• Trecho do documento
A amostra de 700 pacientes com uso de duas MIs está detalhada na Tabela 3. Nota-se que os pacientes diabéticos tiveram maior incidência de ICC, com diferença significativa quanto à classe funcional e à disfunção de contratilidade do ventrículo esquerdo.




O grupo de não diabéticos foi constituído de maior número de pacientes tabagistas e os diabéticos tiveram maior proporção de obesos.

A Tabela 4 discrimina as complicações ocorridas que necessitaram de reintervenção cirúrgica, não havendo diferença importante entre os dois grupos em estudo. Apesar do índice de complicações de FO ser maior nos diabéticos, não houve significância estatística em relação ao grupo de não diabéticos.




A mortalidade dos dois grupos não mostrou diferença significativa (Tabela 5).




DISCUSSÃO

É esperado grande aumento na prevalência de DM na população mundial durante os próximos anos, sendo previsto que, no Brasil, existirão mais de 11 milhões de diabéticos no ano 2030 [21]. Estes pacientes têm risco de morte três vezes maior do que a população geral, principalmente na faixa etária inferior aos 69 anos de idade e às custas de eventos cardiovasculares, que podem chegar a ser 80% das causas de morte [22]. Tal quadro justifica esforços para definir e implementar o tratamento adequado a ser oferecido para esta população específica.

O sucesso de longo prazo em operações de RM está diretamente relacionado à patência dos enxertos. Apesar dos dados de literatura serem controversos, há razões convincentes para justificar o risco de se dissecar duas mamárias em diabéticos com a intenção de aumentar o número de vasos enxertados com artérias, sendo o objetivo final, se possível, realizar RM totalmente arterial. Adicionalmente, foram incorporadas modificações técnicas que podem colaborar com este objetivo.

• Exercícios propostos
1 - Repita literalmente a parte do trecho que vai de "A amostra de" até "do ventrículo esquerdo.", incluindo essas palavras.
2 - Liste todas as tabelas citadas no trecho.
A listagem a seguir vem de outra fonte, sem relação com o trecho.

• Listagem apresentada
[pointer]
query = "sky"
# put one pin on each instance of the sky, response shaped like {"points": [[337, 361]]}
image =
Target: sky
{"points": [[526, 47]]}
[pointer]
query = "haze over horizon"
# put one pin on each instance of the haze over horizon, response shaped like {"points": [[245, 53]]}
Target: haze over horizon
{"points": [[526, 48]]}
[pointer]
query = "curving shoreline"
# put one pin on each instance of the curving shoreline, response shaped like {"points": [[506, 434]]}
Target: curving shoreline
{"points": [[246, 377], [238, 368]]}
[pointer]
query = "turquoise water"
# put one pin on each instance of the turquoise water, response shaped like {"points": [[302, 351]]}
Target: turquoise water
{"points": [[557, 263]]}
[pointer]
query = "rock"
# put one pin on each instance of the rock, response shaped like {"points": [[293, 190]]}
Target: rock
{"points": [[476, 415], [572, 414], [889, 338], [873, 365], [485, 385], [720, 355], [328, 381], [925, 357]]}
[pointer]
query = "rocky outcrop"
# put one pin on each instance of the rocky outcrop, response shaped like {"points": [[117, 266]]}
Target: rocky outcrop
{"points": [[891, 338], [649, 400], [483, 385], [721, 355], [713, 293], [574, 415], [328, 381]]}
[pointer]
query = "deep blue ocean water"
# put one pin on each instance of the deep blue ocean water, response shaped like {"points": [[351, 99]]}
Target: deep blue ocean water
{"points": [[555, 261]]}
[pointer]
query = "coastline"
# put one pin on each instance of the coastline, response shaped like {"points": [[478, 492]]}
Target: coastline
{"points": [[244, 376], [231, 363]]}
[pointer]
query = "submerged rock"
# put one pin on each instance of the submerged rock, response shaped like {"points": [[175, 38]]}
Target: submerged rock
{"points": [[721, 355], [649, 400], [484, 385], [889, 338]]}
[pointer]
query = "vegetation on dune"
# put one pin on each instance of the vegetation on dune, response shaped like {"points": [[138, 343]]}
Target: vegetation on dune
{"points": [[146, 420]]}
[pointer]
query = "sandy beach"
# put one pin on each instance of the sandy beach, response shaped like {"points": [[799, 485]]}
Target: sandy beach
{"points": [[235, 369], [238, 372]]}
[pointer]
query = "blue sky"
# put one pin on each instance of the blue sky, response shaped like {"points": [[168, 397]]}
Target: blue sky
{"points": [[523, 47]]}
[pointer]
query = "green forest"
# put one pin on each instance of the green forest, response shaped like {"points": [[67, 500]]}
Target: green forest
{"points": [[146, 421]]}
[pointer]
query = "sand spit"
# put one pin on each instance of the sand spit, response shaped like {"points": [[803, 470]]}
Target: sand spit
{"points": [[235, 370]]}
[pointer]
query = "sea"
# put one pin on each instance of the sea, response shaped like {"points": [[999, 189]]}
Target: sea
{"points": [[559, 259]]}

• Respostas por item
1 -
A amostra de 700 pacientes com uso de duas MIs está detalhada na Tabela 3. Nota-se que os pacientes diabéticos tiveram maior incidência de ICC, com diferença significativa quanto à classe funcional e à disfunção de contratilidade do ventrículo esquerdo.

2 - Tabela 3, Tabela 4, Tabela 5